### Text provided
+ + + + + + +

This invention relates to a method for driving an image display device including scan electrodes arranged in a matrix-like manner and a unit therefor, and more particularly to such a method and a unit which are suitably applied to an image display device having field-emission cathodes incorporated therein.
When an electric field which is set to be about 10.sup.9 (V/m) is applied to a surface of a metal material or that of a semiconductor material, a tunnel effect permits electrons to pass through a barrier, resulting in the electrons being discharged to a vacuum even at a normal temperature. Such a phenomenon is referred to as "field emission" and a cathode constructed so as to emit electrons based on such a principle is referred to as "field emission cathode".

+ + + + + + +

### Supplied entries
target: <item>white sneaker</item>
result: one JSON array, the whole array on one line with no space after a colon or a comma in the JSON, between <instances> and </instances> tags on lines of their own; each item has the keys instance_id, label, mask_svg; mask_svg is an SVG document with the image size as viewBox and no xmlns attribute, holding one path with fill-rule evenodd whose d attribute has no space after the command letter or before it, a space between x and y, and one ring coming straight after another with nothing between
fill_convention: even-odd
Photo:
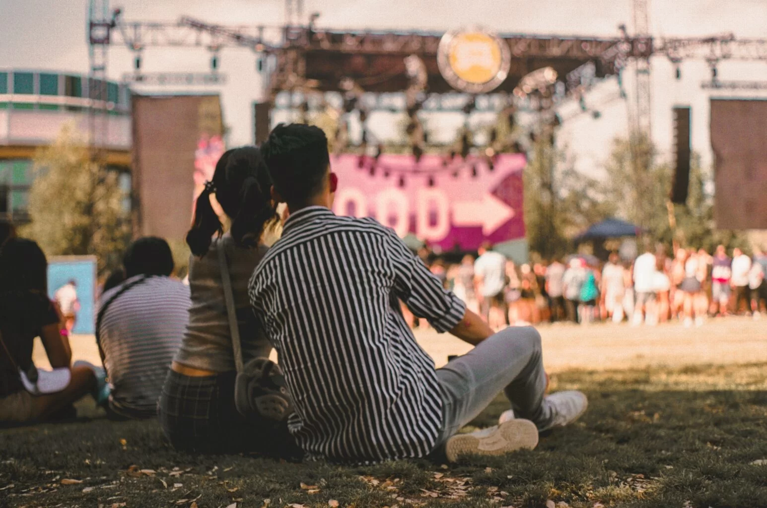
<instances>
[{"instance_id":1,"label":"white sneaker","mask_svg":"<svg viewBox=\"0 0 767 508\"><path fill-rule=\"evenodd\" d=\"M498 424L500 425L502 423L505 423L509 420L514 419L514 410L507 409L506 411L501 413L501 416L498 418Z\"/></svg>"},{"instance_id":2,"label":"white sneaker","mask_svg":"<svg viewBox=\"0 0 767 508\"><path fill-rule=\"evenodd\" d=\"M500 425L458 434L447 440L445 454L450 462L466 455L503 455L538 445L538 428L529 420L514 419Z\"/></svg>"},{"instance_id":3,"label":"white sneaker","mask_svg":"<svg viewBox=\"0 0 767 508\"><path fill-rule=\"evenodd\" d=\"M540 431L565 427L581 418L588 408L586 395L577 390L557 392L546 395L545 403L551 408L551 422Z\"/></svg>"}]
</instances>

+ + + + + + +

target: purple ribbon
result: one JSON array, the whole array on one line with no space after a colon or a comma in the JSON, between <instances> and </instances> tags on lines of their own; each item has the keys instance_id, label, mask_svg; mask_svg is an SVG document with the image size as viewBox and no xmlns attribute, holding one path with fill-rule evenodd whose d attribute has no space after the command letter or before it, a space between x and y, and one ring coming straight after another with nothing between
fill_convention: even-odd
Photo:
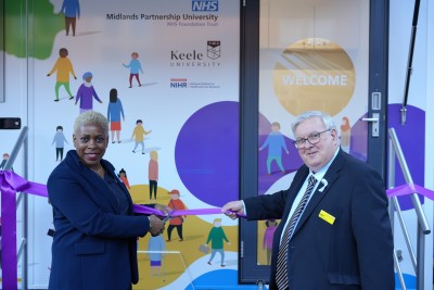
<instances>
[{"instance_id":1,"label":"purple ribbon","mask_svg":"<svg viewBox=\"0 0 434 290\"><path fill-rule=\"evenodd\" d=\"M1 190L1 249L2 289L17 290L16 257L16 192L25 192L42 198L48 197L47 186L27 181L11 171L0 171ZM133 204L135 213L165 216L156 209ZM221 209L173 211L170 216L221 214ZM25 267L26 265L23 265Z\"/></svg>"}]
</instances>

+ + + + + + +

### Task 1
In the field emission passage, what effect lets electrons pass through a barrier and discharge into a vacuum at normal temperature?
### Task 2
Reproduce the field emission passage from "This invention relates" down to "cathodes incorporated therein.".
### Task 3
Carry on writing the field emission passage, picking up right after its final sentence.
The entries were drawn from a separate source.

### Answer 1
A tunnel effect.

### Answer 2
This invention relates to a method for driving an image display device including scan electrodes arranged in a matrix-like manner and a unit therefor, and more particularly to such a method and a unit which are suitably applied to an image display device having field-emission cathodes incorporated therein.

### Answer 3
Recent development of semiconductor processing techniques permits a field emission cathode elements of a size as small as microns to be produced. This results in a field emission cathode of the surface emission type being made of an array of the field emission cathode elements thus produced, so that research and development of an image display device using the field emission cathode have been made.
Now, a field emission cathode (hereinafter also referred to as "FEC") commonly called a Spindt-type prepared by semiconductor processing techniques will be described hereinafter as an example of a conventional field emission cathode with reference to FIG. 4. The conventional field emission cathode includes a substrate 100 made of glass or the like, on which cathode electrodes 102 are formed of metal such as aluminum or the like by deposition. The cathode electrodes 102 each are formed thereon with emitters 104 of a conical shape, each of which may be made of metal such as molybdenum or the like.
The cathode electrodes 102 each are formed on a portion thereof which is not provided with the emitters 104 with a film 106 of silicon dioxide (SiO.sub.2), which is then formed thereon with a gate 108. The gate 108 and SiO.sub.2 film 106 are formed with a plurality of through-holes 110 of a circular shape in cross section in a manner to be common to both.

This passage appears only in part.